_Aufgabenstellung 1:_
Welches Tattoo-Motiv würde sich Lockenkopf laut dem Ausgangstext über die Tatoo-Brüderschaft wünschen?

_Ausgangstext:_
───

AMAZONEN-GESCHICHTEN

Dienstag, 8. Januar 2008

Die Tatoo-Brüderschaft

Ewige Freundschaft? Dafür tragen die Amazonen alle einen Ring, der sie an einander erinnert. Doch es gibt auch andere Möglichkeiten, sich die Treue zu schwören.

amazonen_negativ Kürzlich sassen die Amazonen und ich in unserem Lieblings-Lokal, als wir mit vier Männern um die zwanzig ins Gespräch kamen. Eine ganz alltägliche Situation. Was in der Folge passierte, war dann allerdings nicht mehr ganz so alltäglich. Wer hätte gedacht, dass auf unsere harmlose Frage, «seid ihre gute Freunde?» eine dermassen eindrückliche und in der Tat «handfeste» Antwort folgen würde?? Wir staunten nämlich nicht schlecht, als die jungen Männer wie auf Kommando damit begannen, den Gurt ihrer Jeans zu lockern, Knopf und Reissverschluss öffneten, sich umdrehten und uns ihren nackten Po auf dem Präsentierteller entgegenstreckten. Einen Moment lang waren wir sprachlos, was im Kreise der Amazonen wirklich nur in Ausnahmefällen vorkommt. Bis wir entdeckten, dass auf allen entblössten Ärschen die gleiche Tätowierung prangte, hatten wir unsere Sprache wieder gefunden. Ist die neu? Gekreische. Was ist das? Gelächter und Gekicher. Es war eine Art chinesisches Schriftzeichen, das sie sich eben erst hatten stechen lassen. Eine Tätowierung auf dem Arsch - was für ein Freundschaftsbeweis! Schnell waren wir uns einig, dass ein tätowiertes Herz auf dem Oberarm mit den Initialen des Lieblingsmenschen sehr lächerlich anmutet. Aber Freunde, die sich auf diese körperliche Art ein lebenslang aneinander erinnert werden wollen…irgendwie hat das einfach Stil!

Die Amazonen wollten den Jungs dann natürlich in nichts nachstehen und präsentierten voller Stolz ihren Freundschaftsring. Doch die Geste wirkte fad, ja die ganze Ringgeschichte wirkte plötzlich extrem langweilig und alltäglich. Schweren Herzens mussten wir diese Niederlage hinnehmen. Ich versuchte dann zu trösten, indem ich sagte: «Wir würden sowieso kein Motiv finden, das uns allen gefallen würde.» Worauf Lockenkopf wie aus der Pistole geschossen und in vollem Ernst sagte: «Ich glaube, ich würde ein Schmetterlings-Tatoo wollen.» «Ein Schmetterling? Spinnst Du eigentlich?» liess die Reaktion der anderen nicht lange auf sich warten. Die durchdiskutierten Nächte, bis wir dann noch die geeignete Körperstelle auserkoren hätten, möchte ich mir lieber gar nicht vorstellen…

Mittwoch, 12. Dezember 2007

Schöne Brüste: Frauen finden Frauen schön

Die Amazone würde gern jemandem ein Kompliment machen. Wenn es nur nicht eine «Sie» wäre.

───

_Aufgabenstellung 2:_
Gib alle Datensätze unten erneut wieder und ersetze darin „separate parts“ durch „disconnected parts“. Alles andere bleibt unverändert.

───

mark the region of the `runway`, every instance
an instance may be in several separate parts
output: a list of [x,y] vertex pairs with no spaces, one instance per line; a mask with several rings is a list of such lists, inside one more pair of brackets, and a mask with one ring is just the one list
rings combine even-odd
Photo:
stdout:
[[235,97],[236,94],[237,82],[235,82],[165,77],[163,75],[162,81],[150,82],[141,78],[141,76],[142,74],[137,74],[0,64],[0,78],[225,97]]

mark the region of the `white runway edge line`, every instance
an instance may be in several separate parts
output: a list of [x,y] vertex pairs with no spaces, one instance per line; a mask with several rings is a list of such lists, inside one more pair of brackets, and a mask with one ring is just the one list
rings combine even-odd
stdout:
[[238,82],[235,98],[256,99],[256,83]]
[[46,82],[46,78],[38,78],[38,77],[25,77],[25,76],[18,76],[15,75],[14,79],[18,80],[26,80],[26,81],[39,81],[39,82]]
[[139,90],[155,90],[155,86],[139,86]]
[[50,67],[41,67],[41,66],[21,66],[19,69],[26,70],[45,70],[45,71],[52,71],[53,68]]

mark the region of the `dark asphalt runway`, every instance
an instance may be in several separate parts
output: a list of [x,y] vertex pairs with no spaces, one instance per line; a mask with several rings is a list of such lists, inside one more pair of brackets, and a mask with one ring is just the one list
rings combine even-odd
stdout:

───

_Musterlösung 1:_
Ein Schmetterlings-Tatoo.

_Musterlösung 2:_
mark the region of the `runway`, every instance
an instance may be in several disconnected parts
output: a list of [x,y] vertex pairs with no spaces, one instance per line; a mask with several rings is a list of such lists, inside one more pair of brackets, and a mask with one ring is just the one list
rings combine even-odd
Photo:
stdout:
[[235,97],[236,94],[237,82],[235,82],[165,77],[163,75],[162,81],[150,82],[141,78],[141,76],[142,74],[137,74],[0,64],[0,78],[225,97]]

mark the region of the `white runway edge line`, every instance
an instance may be in several disconnected parts
output: a list of [x,y] vertex pairs with no spaces, one instance per line; a mask with several rings is a list of such lists, inside one more pair of brackets, and a mask with one ring is just the one list
rings combine even-odd
stdout:
[[238,82],[235,98],[256,99],[256,83]]
[[46,82],[46,78],[38,78],[38,77],[25,77],[25,76],[18,76],[15,75],[14,79],[18,80],[26,80],[26,81],[39,81],[39,82]]
[[139,90],[155,90],[155,86],[139,86]]
[[50,67],[41,67],[41,66],[21,66],[19,69],[26,70],[45,70],[45,71],[52,71],[53,68]]

mark the region of the `dark asphalt runway`, every instance
an instance may be in several disconnected parts
output: a list of [x,y] vertex pairs with no spaces, one instance per line; a mask with several rings is a list of such lists, inside one more pair of brackets, and a mask with one ring is just the one list
rings combine even-odd
stdout:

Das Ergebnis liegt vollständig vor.